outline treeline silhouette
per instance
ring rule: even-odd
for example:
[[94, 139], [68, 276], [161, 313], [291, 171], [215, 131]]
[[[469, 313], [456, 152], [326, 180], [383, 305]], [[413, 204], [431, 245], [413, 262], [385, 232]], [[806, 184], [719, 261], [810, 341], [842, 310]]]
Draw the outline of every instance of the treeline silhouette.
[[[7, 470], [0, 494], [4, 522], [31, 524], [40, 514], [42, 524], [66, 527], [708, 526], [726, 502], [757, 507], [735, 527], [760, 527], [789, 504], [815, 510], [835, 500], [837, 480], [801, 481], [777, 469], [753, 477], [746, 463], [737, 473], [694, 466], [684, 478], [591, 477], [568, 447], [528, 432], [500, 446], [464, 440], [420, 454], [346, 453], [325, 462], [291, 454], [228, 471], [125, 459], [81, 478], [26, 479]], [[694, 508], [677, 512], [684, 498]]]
* * *
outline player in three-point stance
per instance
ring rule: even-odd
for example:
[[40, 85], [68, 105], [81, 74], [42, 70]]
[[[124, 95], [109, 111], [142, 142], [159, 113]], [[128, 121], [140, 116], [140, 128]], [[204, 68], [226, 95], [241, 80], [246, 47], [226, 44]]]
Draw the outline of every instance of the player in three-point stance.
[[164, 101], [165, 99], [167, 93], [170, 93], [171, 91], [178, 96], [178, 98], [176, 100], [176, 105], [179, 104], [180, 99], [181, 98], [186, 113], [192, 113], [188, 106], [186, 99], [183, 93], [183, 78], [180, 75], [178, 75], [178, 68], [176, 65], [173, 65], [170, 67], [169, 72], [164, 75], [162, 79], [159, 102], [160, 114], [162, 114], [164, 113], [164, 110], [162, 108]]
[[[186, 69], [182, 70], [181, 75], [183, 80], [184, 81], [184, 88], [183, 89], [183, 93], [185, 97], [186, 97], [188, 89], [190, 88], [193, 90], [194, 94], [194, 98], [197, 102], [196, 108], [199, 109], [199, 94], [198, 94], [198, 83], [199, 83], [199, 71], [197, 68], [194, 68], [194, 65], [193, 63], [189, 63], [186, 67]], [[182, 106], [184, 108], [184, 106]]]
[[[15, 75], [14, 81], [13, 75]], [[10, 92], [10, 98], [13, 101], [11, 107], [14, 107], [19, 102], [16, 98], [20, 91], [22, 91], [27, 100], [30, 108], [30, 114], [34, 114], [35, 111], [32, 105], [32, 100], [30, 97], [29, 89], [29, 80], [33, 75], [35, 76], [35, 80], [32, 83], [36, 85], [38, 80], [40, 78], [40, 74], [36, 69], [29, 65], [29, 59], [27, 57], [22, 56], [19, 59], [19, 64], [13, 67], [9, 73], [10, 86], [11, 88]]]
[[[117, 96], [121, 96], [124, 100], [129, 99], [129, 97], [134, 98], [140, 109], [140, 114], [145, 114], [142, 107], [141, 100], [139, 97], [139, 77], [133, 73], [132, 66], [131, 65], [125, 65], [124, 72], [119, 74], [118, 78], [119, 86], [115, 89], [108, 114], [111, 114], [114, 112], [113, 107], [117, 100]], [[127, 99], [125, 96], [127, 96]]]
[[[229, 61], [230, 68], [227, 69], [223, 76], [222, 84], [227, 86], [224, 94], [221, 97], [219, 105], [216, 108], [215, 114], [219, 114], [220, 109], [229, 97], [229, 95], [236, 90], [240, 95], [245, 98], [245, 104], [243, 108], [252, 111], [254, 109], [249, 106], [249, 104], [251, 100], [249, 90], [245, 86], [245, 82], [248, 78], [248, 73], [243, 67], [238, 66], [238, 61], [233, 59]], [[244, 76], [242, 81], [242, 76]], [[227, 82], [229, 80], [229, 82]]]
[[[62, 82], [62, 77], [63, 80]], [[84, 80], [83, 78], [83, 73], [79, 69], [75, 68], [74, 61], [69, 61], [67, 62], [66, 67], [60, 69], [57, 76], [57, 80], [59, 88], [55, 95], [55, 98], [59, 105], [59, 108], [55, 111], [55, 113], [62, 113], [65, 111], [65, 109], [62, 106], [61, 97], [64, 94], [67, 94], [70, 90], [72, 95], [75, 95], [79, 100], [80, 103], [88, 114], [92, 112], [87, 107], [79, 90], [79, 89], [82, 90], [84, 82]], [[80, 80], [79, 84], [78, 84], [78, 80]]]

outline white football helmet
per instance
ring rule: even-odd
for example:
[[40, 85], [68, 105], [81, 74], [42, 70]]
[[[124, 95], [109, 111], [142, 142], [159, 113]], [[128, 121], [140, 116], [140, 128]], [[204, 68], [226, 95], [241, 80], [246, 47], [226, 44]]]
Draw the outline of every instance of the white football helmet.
---
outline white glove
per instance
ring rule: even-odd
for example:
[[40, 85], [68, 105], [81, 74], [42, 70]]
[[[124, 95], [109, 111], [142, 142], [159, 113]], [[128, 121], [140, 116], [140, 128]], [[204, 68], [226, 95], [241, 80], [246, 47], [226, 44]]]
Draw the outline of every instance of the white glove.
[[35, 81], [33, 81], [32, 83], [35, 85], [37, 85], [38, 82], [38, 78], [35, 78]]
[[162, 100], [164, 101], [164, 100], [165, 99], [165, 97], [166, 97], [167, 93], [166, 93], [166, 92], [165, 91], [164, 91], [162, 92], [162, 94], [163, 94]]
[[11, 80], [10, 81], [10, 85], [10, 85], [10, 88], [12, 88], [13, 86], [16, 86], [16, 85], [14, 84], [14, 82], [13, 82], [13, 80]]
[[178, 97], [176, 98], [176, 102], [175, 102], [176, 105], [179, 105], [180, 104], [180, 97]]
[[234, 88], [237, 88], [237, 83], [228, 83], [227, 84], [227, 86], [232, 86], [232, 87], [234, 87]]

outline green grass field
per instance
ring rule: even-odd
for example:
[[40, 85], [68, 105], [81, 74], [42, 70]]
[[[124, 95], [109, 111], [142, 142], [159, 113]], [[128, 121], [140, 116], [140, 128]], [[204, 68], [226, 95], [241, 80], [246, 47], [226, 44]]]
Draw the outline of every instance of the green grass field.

## PROBLEM DESCRIPTION:
Copy the data verbatim, starting at the line containing "outline white football helmet" and ending with the line containing "Draw the outline of every instance of the white football", both included.

## COMPLETED EXERCISE:
outline white football helmet
per instance
ring rule: even-odd
for example:
[[40, 85], [68, 105], [81, 74], [42, 70]]
[[[124, 95], [109, 111], [142, 142], [159, 113]], [[128, 121], [140, 116], [140, 128]], [[204, 68], [226, 95], [241, 80], [246, 47], [226, 44]]]
Draw the outline of every instance of the white football helmet.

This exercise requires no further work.